_Set problem_.
Go through the data below and copy it exactly, skipping every picture.

_Data section_.
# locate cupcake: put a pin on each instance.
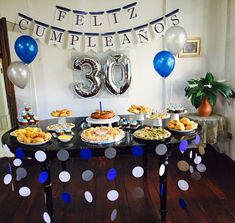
(27, 108)
(36, 120)
(25, 122)
(24, 114)
(59, 132)
(31, 121)
(67, 130)
(20, 120)
(133, 123)
(31, 114)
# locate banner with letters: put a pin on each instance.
(97, 31)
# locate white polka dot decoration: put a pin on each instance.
(17, 162)
(112, 195)
(138, 172)
(24, 191)
(7, 179)
(110, 153)
(46, 217)
(64, 176)
(197, 159)
(161, 149)
(162, 170)
(40, 156)
(88, 196)
(201, 167)
(183, 185)
(113, 215)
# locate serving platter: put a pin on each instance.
(103, 121)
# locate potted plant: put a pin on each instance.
(203, 93)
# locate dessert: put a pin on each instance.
(159, 116)
(102, 134)
(184, 124)
(61, 113)
(139, 109)
(105, 114)
(31, 136)
(151, 133)
(176, 108)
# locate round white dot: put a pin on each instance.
(197, 159)
(17, 162)
(64, 176)
(201, 167)
(113, 215)
(183, 185)
(88, 196)
(24, 191)
(112, 195)
(162, 170)
(7, 179)
(40, 156)
(138, 171)
(46, 217)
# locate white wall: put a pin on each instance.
(52, 74)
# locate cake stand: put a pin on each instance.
(109, 121)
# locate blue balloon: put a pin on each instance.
(26, 48)
(164, 63)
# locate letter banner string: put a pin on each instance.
(94, 40)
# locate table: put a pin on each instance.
(52, 147)
(212, 126)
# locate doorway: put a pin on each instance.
(7, 89)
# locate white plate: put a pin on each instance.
(34, 144)
(106, 141)
(182, 131)
(56, 126)
(103, 121)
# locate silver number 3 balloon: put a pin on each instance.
(92, 71)
(117, 73)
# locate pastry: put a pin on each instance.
(176, 108)
(61, 113)
(139, 109)
(182, 124)
(105, 114)
(151, 133)
(102, 134)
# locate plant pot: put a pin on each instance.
(205, 109)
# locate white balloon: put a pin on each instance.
(175, 38)
(18, 73)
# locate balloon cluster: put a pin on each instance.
(174, 40)
(18, 72)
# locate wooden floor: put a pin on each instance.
(212, 199)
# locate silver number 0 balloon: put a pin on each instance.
(93, 76)
(119, 60)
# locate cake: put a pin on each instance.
(105, 114)
(176, 108)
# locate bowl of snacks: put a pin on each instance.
(65, 138)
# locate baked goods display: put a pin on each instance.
(176, 108)
(27, 117)
(31, 136)
(159, 116)
(184, 125)
(61, 113)
(151, 133)
(105, 114)
(139, 109)
(103, 134)
(65, 127)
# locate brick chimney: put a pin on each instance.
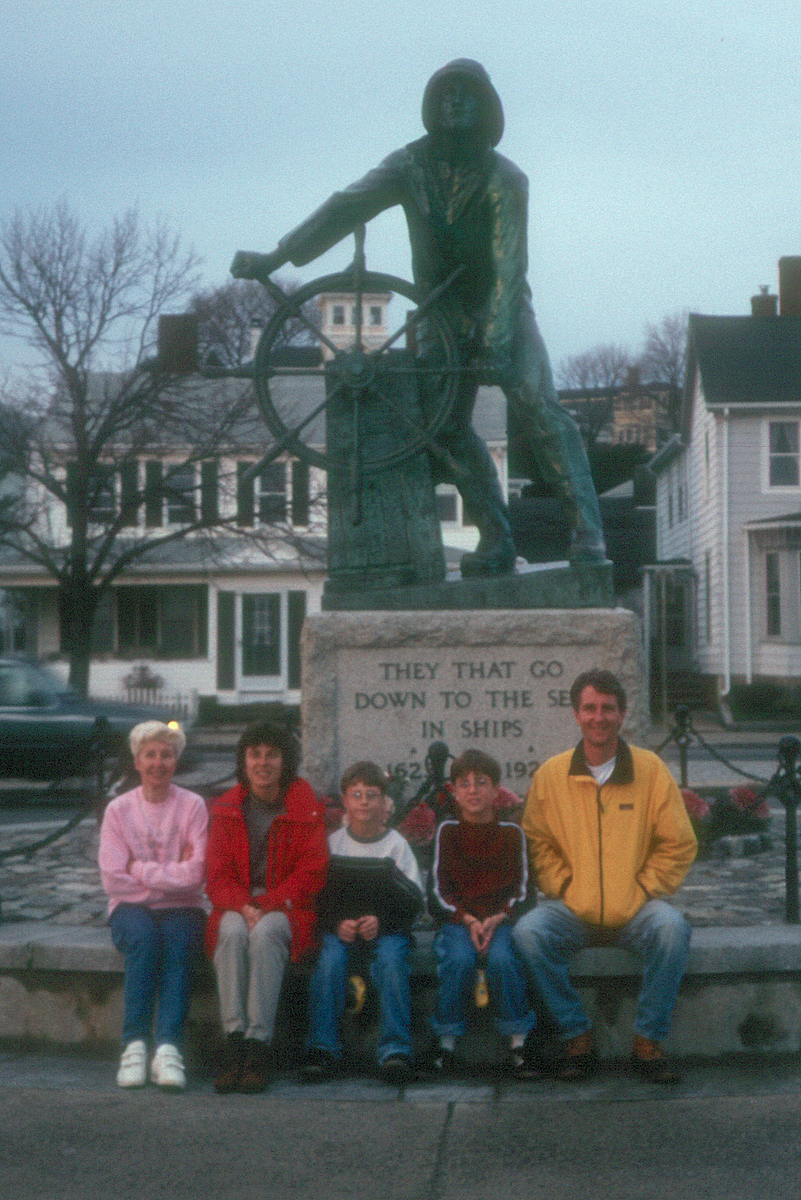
(763, 305)
(178, 343)
(789, 286)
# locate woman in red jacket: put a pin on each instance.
(266, 863)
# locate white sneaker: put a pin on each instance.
(133, 1066)
(167, 1068)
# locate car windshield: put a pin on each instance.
(23, 684)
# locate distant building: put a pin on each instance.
(724, 594)
(634, 413)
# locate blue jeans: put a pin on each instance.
(456, 969)
(389, 967)
(161, 947)
(550, 934)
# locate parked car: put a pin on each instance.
(48, 731)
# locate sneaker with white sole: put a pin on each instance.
(133, 1066)
(167, 1068)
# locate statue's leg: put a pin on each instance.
(556, 443)
(476, 480)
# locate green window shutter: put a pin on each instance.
(226, 673)
(128, 486)
(300, 493)
(296, 615)
(209, 492)
(244, 495)
(154, 495)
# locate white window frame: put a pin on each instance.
(768, 486)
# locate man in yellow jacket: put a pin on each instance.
(608, 837)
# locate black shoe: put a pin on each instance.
(259, 1067)
(445, 1062)
(523, 1065)
(650, 1061)
(397, 1071)
(578, 1059)
(319, 1066)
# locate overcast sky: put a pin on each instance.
(662, 141)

_Task output_.
# locate cupcake: put a pin on each instance.
(27, 108)
(36, 120)
(25, 122)
(24, 114)
(59, 132)
(31, 121)
(67, 130)
(20, 120)
(133, 123)
(31, 114)
# locate banner with letters: put a pin on each instance.
(97, 31)
# locate white polka dot decoration: put a pin on each instance.
(17, 162)
(112, 195)
(138, 172)
(24, 191)
(7, 179)
(110, 153)
(46, 217)
(64, 176)
(197, 159)
(161, 149)
(162, 170)
(40, 156)
(88, 196)
(201, 167)
(183, 185)
(113, 215)
# locate serving platter: put a pin on each instance.
(103, 121)
# locate potted plant: put a pin on each instance.
(203, 93)
# locate dessert: put a pin on each instance.
(159, 116)
(102, 134)
(184, 124)
(61, 113)
(139, 109)
(105, 114)
(31, 136)
(151, 133)
(176, 108)
# locate round white dot: put a pin on each instance.
(197, 159)
(17, 162)
(64, 176)
(201, 167)
(113, 215)
(183, 185)
(88, 196)
(24, 191)
(112, 195)
(162, 170)
(7, 179)
(40, 156)
(138, 171)
(46, 217)
# locate white wall: put a pin on each instance.
(52, 74)
# locate cake stand: put a pin on each instance.
(109, 121)
# locate blue balloon: put a pin on each instance.
(26, 48)
(164, 63)
# locate letter banner string: put a pin on each instance.
(94, 40)
# locate table: put a pin on each instance.
(52, 147)
(212, 126)
# locate doorway: put a pin on each instance.
(7, 89)
# locate white plate: put a pin on each instance.
(34, 144)
(106, 141)
(182, 131)
(56, 126)
(103, 121)
# locate silver number 3 balloon: put a pin on each instance.
(92, 71)
(117, 73)
# locate pastry: put a pin on each instance.
(176, 108)
(61, 113)
(139, 109)
(182, 124)
(105, 114)
(151, 133)
(102, 134)
# locate plant pot: put a pin on each instance.
(205, 109)
# locate white balloon: put a pin on each instance.
(175, 38)
(18, 73)
# locate balloon cluster: put a pin on each instance.
(174, 40)
(18, 72)
# locate wooden floor: put a pin on each instance.
(212, 199)
# locate silver number 0 balloon: put a pin on each instance.
(93, 76)
(119, 60)
# locate cake: put a pin on each instance.
(105, 114)
(176, 108)
# locate bowl of snacks: put a pin on each instance.
(65, 138)
# locate baked goods display: put a pin on each instance.
(176, 108)
(27, 117)
(31, 136)
(159, 116)
(184, 125)
(61, 113)
(151, 133)
(105, 114)
(139, 109)
(103, 134)
(65, 127)
# locate brick chimney: put a pin on each instance.
(763, 305)
(178, 343)
(789, 286)
# locate woman in red jacket: put a pin on each instance.
(266, 863)
# locate white sneaker: put a pin on each instance.
(133, 1066)
(167, 1068)
# locate car windshield: put a pin on each instance.
(23, 684)
# locate distant building: put a pin on each instance.
(724, 594)
(634, 413)
# locate blue jeans: put a pin on each instance.
(456, 969)
(389, 967)
(161, 947)
(550, 934)
# locate parked car: put a pin on each instance.
(48, 731)
# locate sneaker with white sole: put a pin on each instance.
(133, 1066)
(167, 1068)
# locate statue's leg: put a pin on each instance.
(556, 443)
(476, 480)
# locate green window shutter: put a pin on each instance.
(226, 673)
(128, 486)
(300, 493)
(296, 615)
(209, 492)
(244, 495)
(154, 495)
# locate white window frame: put a pin on each instance.
(768, 486)
# locate man in yellow jacket: put a pin on each instance.
(608, 837)
# locate black shoe: put a pin on each instance.
(259, 1067)
(445, 1062)
(523, 1065)
(650, 1061)
(397, 1071)
(578, 1059)
(319, 1066)
# locate overcast sky: put a pin on each instance.
(662, 141)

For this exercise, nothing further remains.